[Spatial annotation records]
— Start —

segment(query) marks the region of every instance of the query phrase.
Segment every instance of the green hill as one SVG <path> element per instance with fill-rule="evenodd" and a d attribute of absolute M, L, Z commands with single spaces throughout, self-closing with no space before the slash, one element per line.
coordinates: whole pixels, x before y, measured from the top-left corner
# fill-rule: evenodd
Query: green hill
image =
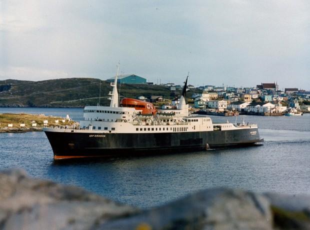
<path fill-rule="evenodd" d="M 0 106 L 84 107 L 98 102 L 100 80 L 72 78 L 40 82 L 8 80 L 0 80 Z M 108 106 L 108 82 L 101 80 L 100 104 Z M 148 84 L 118 86 L 120 98 L 162 96 L 173 98 L 168 87 Z M 180 94 L 180 90 L 177 91 Z"/>

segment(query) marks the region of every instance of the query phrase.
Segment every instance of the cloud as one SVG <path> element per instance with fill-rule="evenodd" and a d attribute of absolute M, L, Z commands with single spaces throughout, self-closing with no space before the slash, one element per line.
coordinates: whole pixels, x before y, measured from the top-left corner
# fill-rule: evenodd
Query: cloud
<path fill-rule="evenodd" d="M 189 71 L 197 84 L 310 89 L 308 1 L 2 2 L 1 72 L 106 79 L 120 60 L 122 71 L 155 82 L 180 83 Z"/>
<path fill-rule="evenodd" d="M 50 70 L 24 66 L 11 66 L 5 70 L 0 70 L 0 80 L 8 79 L 7 76 L 10 76 L 10 78 L 10 78 L 28 80 L 42 80 L 73 76 L 68 72 L 62 70 Z"/>

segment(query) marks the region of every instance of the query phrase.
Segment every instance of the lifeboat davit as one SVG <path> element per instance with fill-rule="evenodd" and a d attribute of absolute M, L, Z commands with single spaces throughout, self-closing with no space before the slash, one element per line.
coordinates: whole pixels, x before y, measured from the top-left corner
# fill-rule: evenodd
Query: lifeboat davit
<path fill-rule="evenodd" d="M 133 99 L 132 98 L 124 98 L 120 101 L 122 107 L 130 107 L 136 110 L 142 110 L 142 114 L 156 114 L 157 110 L 154 105 L 149 102 Z"/>

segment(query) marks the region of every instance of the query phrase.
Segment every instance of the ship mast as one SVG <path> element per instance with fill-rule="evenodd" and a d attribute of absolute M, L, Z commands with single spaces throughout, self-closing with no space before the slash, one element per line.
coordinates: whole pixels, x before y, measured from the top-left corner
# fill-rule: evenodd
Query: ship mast
<path fill-rule="evenodd" d="M 112 92 L 110 92 L 108 94 L 111 96 L 108 99 L 111 100 L 110 102 L 110 107 L 118 107 L 118 70 L 120 70 L 120 62 L 118 64 L 118 68 L 116 74 L 115 76 L 115 79 L 114 82 L 111 82 L 110 85 L 113 87 L 113 90 Z"/>

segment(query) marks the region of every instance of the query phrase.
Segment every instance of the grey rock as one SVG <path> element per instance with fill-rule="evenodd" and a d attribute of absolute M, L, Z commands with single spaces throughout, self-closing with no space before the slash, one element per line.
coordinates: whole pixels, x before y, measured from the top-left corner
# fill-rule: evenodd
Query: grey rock
<path fill-rule="evenodd" d="M 31 178 L 22 170 L 0 172 L 0 229 L 90 229 L 138 211 L 82 188 Z"/>
<path fill-rule="evenodd" d="M 83 189 L 0 172 L 0 230 L 310 229 L 310 196 L 214 188 L 145 210 Z"/>
<path fill-rule="evenodd" d="M 106 222 L 96 229 L 270 230 L 272 223 L 269 202 L 263 196 L 239 190 L 217 188 Z"/>

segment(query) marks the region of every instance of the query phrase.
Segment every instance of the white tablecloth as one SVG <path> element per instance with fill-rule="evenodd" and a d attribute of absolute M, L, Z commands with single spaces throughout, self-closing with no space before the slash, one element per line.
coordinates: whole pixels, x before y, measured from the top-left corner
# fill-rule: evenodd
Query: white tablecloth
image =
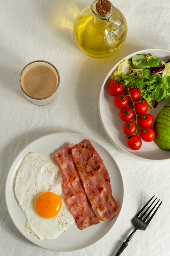
<path fill-rule="evenodd" d="M 170 49 L 170 2 L 119 1 L 113 3 L 126 17 L 126 42 L 112 57 L 97 59 L 82 52 L 73 25 L 90 0 L 0 0 L 0 255 L 111 256 L 132 231 L 130 220 L 150 196 L 163 201 L 149 227 L 137 231 L 122 255 L 169 255 L 170 159 L 144 162 L 121 152 L 108 139 L 99 120 L 102 83 L 116 63 L 137 50 Z M 21 70 L 38 59 L 53 63 L 60 76 L 59 93 L 50 104 L 38 106 L 20 89 Z M 35 139 L 60 132 L 90 137 L 102 144 L 117 163 L 124 182 L 121 214 L 111 230 L 94 244 L 73 252 L 55 252 L 35 245 L 22 235 L 8 213 L 6 179 L 20 152 Z"/>

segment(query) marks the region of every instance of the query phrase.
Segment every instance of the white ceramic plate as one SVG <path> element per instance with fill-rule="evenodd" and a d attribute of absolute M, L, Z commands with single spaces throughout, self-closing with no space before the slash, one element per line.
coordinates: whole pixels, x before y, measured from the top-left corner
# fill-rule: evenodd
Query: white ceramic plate
<path fill-rule="evenodd" d="M 98 241 L 110 229 L 120 213 L 120 211 L 115 217 L 83 230 L 79 229 L 74 223 L 65 233 L 61 234 L 55 239 L 40 240 L 24 230 L 25 218 L 14 198 L 13 191 L 16 172 L 24 156 L 30 151 L 34 151 L 55 163 L 53 155 L 57 150 L 69 143 L 76 144 L 86 139 L 91 141 L 105 163 L 109 173 L 113 195 L 119 203 L 120 209 L 121 208 L 124 197 L 121 176 L 113 157 L 101 145 L 89 138 L 75 133 L 54 133 L 40 138 L 25 148 L 13 163 L 7 180 L 6 199 L 9 214 L 16 227 L 29 240 L 41 247 L 55 251 L 68 252 L 88 246 Z"/>
<path fill-rule="evenodd" d="M 124 121 L 119 117 L 120 110 L 113 105 L 113 97 L 107 92 L 107 85 L 110 76 L 117 65 L 125 59 L 129 59 L 137 54 L 152 53 L 159 58 L 160 60 L 167 61 L 170 59 L 170 51 L 159 49 L 148 49 L 139 51 L 124 58 L 115 65 L 107 75 L 102 85 L 99 97 L 99 109 L 100 119 L 104 129 L 111 141 L 120 150 L 132 156 L 144 161 L 155 161 L 168 159 L 170 157 L 170 152 L 163 150 L 156 144 L 155 141 L 146 142 L 142 141 L 141 148 L 137 150 L 132 150 L 127 145 L 127 139 L 122 131 Z M 154 110 L 150 110 L 148 112 L 151 114 L 155 119 L 161 109 L 166 101 L 159 103 Z"/>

— End —

# [REQUIREMENT]
Please pull out every line of the rows above that contains the string "ship", and copy each one in full.

# [EXERCISE SOLUTION]
Segment every instance of the ship mast as one SVG <path> element per instance with fill-rule="evenodd" and a d attribute of absolute M, L, Z commands with single spaces throughout, self-closing with no space before the slash, one element per line.
Query: ship mast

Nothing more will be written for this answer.